* Begin EXTRACTED RECORDS *
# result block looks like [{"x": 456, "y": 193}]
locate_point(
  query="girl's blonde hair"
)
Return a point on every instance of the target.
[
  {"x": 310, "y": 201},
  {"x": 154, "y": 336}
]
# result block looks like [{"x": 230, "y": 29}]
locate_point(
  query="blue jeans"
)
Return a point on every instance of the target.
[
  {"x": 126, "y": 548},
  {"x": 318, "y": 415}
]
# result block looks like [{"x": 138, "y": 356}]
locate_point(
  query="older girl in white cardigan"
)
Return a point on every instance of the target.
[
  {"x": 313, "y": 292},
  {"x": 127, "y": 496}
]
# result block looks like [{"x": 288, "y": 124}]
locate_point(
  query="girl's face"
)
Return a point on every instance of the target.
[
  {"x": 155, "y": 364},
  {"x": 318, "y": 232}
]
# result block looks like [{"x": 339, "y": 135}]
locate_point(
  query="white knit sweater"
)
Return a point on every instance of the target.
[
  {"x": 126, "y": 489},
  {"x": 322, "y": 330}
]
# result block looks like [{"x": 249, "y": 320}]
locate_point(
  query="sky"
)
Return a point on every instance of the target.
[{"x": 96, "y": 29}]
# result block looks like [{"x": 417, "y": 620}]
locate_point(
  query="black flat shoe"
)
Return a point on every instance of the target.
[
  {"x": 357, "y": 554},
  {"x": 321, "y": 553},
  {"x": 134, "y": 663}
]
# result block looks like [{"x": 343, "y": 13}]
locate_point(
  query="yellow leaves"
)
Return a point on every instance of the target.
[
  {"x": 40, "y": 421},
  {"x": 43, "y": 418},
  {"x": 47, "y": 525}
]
* End EXTRACTED RECORDS *
* Begin EXTRACTED RECORDS *
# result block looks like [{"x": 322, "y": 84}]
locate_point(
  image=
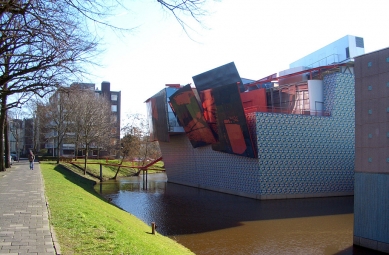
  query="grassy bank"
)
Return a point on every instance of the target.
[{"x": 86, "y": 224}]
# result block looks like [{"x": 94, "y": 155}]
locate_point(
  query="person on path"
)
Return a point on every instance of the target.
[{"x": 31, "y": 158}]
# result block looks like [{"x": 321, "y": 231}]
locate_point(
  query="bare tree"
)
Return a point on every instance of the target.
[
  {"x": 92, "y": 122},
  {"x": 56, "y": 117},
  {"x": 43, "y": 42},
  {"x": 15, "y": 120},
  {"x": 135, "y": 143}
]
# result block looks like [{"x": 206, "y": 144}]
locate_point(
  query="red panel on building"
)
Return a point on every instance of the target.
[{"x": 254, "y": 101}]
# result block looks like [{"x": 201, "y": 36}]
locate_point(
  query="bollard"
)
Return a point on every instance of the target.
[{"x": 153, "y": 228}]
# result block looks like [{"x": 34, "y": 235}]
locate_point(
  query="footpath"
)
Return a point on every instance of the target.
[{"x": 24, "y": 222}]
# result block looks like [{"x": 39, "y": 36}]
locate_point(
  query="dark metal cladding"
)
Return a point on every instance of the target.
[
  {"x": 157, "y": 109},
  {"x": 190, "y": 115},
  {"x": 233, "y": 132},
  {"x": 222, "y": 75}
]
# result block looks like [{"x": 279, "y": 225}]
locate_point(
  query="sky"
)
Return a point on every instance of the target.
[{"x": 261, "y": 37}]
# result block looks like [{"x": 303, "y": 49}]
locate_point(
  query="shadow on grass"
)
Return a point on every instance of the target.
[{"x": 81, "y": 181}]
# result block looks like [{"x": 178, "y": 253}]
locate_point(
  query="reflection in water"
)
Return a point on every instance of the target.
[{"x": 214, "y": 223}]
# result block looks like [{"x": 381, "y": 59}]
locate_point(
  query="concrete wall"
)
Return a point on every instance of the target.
* End EXTRACTED RECORDS *
* Begin EXTRACTED RECORDS *
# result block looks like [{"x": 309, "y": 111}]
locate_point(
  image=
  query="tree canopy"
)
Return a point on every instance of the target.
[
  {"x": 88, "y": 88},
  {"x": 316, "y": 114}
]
* End EXTRACTED RECORDS *
**WRITTEN EXERCISE:** Return every line from the items above that contains the word "white", matching case exactly.

**RESULT OF THIS TASK:**
  query="older girl in white cardigan"
  query="white knit sweater"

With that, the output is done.